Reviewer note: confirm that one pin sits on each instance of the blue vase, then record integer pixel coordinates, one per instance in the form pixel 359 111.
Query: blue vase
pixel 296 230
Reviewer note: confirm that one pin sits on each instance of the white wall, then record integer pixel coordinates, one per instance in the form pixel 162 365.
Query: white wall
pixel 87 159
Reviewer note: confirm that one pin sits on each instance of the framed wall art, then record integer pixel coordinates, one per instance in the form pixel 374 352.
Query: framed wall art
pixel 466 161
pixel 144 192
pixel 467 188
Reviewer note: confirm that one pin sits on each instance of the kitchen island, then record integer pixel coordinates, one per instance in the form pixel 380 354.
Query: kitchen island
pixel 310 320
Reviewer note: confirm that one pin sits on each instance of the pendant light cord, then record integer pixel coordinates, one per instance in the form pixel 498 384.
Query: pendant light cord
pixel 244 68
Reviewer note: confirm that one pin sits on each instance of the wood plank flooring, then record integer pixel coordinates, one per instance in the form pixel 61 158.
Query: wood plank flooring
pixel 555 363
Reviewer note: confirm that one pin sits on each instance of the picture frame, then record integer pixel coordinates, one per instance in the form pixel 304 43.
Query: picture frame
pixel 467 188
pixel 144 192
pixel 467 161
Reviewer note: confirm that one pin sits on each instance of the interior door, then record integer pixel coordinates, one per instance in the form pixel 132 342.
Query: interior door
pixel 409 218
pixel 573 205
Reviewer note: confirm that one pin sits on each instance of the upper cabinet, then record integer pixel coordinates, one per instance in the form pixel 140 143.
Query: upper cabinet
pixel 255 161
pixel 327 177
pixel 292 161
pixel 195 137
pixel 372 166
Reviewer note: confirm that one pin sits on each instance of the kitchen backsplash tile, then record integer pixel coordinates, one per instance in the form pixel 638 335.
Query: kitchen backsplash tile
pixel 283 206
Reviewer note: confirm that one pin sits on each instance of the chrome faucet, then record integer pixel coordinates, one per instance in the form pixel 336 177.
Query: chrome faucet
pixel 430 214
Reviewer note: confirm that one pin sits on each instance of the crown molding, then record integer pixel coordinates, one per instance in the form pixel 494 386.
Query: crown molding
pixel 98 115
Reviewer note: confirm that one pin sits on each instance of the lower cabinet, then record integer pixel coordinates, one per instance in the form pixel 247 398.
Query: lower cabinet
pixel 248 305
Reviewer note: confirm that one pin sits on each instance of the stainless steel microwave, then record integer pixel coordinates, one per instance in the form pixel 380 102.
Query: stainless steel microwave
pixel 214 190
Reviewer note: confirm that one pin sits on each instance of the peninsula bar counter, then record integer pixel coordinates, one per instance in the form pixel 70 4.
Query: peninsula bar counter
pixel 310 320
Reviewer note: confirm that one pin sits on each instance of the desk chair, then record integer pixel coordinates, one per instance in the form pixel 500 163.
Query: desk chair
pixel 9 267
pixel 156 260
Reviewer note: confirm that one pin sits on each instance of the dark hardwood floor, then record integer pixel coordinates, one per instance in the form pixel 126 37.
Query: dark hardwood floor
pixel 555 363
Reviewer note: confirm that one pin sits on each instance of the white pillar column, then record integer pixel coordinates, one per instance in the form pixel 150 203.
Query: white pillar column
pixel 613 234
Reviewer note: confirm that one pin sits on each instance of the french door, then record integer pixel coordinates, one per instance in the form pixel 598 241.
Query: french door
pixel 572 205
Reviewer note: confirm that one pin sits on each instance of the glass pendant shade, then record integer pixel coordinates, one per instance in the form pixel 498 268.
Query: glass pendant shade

* _Required action_
What is needed is an exact reproduction of the data.

* _Result of the exercise_
Reviewer note: confirm that one pin sits on each instance of the blue vase, then record integer pixel coordinates, one per instance in the form pixel 359 111.
Query: blue vase
pixel 296 230
Reviewer note: confirm that one pin sits on each instance of the white wall, then record integer pixel coordinates, one per instance in the form pixel 162 365.
Query: white wall
pixel 87 159
Reviewer note: confirm that one pin sits on each instance of the framed wall art, then record integer pixel coordinates, one per instance in the form pixel 374 352.
Query: framed wall art
pixel 466 161
pixel 144 192
pixel 467 188
Reviewer note: confirm that one pin sits on each instance of the kitchen island, then record integer pixel coordinates, one per instance in the form pixel 380 354.
Query: kitchen island
pixel 310 320
Reviewer note: confirm that one pin sits on each instance of the pendant light cord, then record integer pixel coordinates, one per instance in the form pixel 498 384.
Query: pendant light cord
pixel 244 68
Reviewer note: confirm that one pin sits on each instance of the wood plank flooring, then record integer pixel coordinates, one per instance in the form pixel 61 158.
Query: wood plank flooring
pixel 555 363
Reviewer note: confirm that one pin sits on each instance of the picture frame, then record integer pixel coordinates, one per instance in the form pixel 304 43.
Query: picture frame
pixel 467 188
pixel 144 192
pixel 467 161
Reviewer note: confirm that one pin sits on each instance of the interior door, then record integer pixel coordinates, one per instance in the form pixel 132 342.
Query: interior door
pixel 409 218
pixel 573 205
Reviewer note: confirm that one pin sits on each instance of the upper cabinet, then record integer pixel coordinates, one per instance in the form pixel 140 143.
Query: upper cabinet
pixel 255 161
pixel 327 177
pixel 292 161
pixel 195 137
pixel 372 166
Reviewer note: confirm that one pin sits on each instance of the kitchen backsplash tile, then record integer pixel coordinates, one per instance in the form pixel 638 335.
Query: kitchen backsplash tile
pixel 283 206
Reviewer note: confirm that one pin sits on each instance of the chrome faucet, then record integer pixel coordinates, one per instance in the form pixel 336 177.
Query: chrome faucet
pixel 430 214
Reviewer note: confirm that one pin sits on each instance of the crown molding, then record integer pixel coordinates, one per instance in the form pixel 494 386.
Query: crown molding
pixel 98 115
Reviewer note: confirm that one pin sits on each instance of the lower cabinet, then record integer pixel coordinates, one per instance in the form pixel 247 398.
Query: lower cabinet
pixel 248 305
Reviewer note: confirm that one pin sits on each instance of the stainless steel microwave, then record integer pixel coordinates, one per instance in the form pixel 380 102.
Query: stainless steel microwave
pixel 214 190
Reviewer note: confirm that one pin sits on each instance of the peninsula bar counter, then record integer pixel coordinates, one per instance in the form pixel 70 4.
Query: peninsula bar counter
pixel 310 320
Reviewer note: confirm that one pin sits on each instance of the desk chair, then record integer pixel coordinates, one per instance in the form pixel 500 163.
Query: desk chair
pixel 9 267
pixel 156 260
Reviewer note: confirm that one pin sits on each instance of the dark hardwood floor, then record integer pixel coordinates, one per instance in the form pixel 126 37.
Query: dark hardwood floor
pixel 555 363
Reviewer note: confirm that one pin sits on each instance of the white pillar column, then record integer pixel coordinates, one per instance in the form pixel 150 203.
Query: white pillar column
pixel 613 234
Reviewer note: confirm that one pin sits on each instance of the french door, then record integer pixel coordinates, one per instance in the form pixel 598 241.
Query: french door
pixel 572 205
Reviewer note: confirm that one pin sits on each instance of the glass pendant shade, then record integer pixel coordinates, one per instance in the form pixel 498 268.
Query: glass pendant shade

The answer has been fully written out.